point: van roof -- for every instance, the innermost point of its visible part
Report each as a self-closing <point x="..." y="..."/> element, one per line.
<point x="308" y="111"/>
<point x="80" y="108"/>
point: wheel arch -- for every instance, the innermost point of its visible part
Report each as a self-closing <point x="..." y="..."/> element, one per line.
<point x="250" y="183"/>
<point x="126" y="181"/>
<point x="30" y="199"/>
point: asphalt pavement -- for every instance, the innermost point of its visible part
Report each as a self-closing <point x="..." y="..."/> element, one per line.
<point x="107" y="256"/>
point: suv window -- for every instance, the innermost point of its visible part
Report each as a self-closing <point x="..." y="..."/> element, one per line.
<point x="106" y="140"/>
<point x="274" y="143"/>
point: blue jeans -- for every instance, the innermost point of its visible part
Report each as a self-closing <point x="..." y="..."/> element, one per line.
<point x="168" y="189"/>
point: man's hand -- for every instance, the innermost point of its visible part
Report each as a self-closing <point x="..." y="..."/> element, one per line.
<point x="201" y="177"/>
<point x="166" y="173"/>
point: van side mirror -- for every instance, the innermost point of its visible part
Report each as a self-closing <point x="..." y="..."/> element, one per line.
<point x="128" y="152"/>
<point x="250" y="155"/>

--------------------

DIRECTIONS FOR THIS TASK
Each entry above is to be transcribed exactly as it was written.

YOUR RESPONSE
point: van roof -- for every instance, the innermost point of its visible part
Report each as a self-closing <point x="..." y="..."/> element, one per line.
<point x="308" y="111"/>
<point x="80" y="108"/>
point: wheel arch -- for every instance, the innermost point of its visible part
Report each as a self-closing <point x="..." y="..."/> element, one per line.
<point x="250" y="183"/>
<point x="126" y="181"/>
<point x="30" y="199"/>
point: asphalt pavement -- for every instance, the innermost point of its visible part
Report each as a self-closing <point x="..." y="..."/> element, one per line.
<point x="107" y="256"/>
point: suv window -- for every instance, the innermost point of its visible part
Report each as a self-closing <point x="..." y="..."/> element, one per line.
<point x="106" y="140"/>
<point x="274" y="143"/>
point: blue jeans -- for every instance, the innermost point of its visible part
Report each as a self-closing <point x="..." y="..."/> element, one per line.
<point x="168" y="189"/>
point: man's hand -- for every instance, the innermost point of its visible part
Report each as a self-closing <point x="..." y="..."/> element, one per line.
<point x="201" y="177"/>
<point x="166" y="173"/>
point: van side mirror -- for every instance, the innermost point of its visible part
Report each as a self-closing <point x="..." y="..."/> element, one per line.
<point x="128" y="152"/>
<point x="250" y="155"/>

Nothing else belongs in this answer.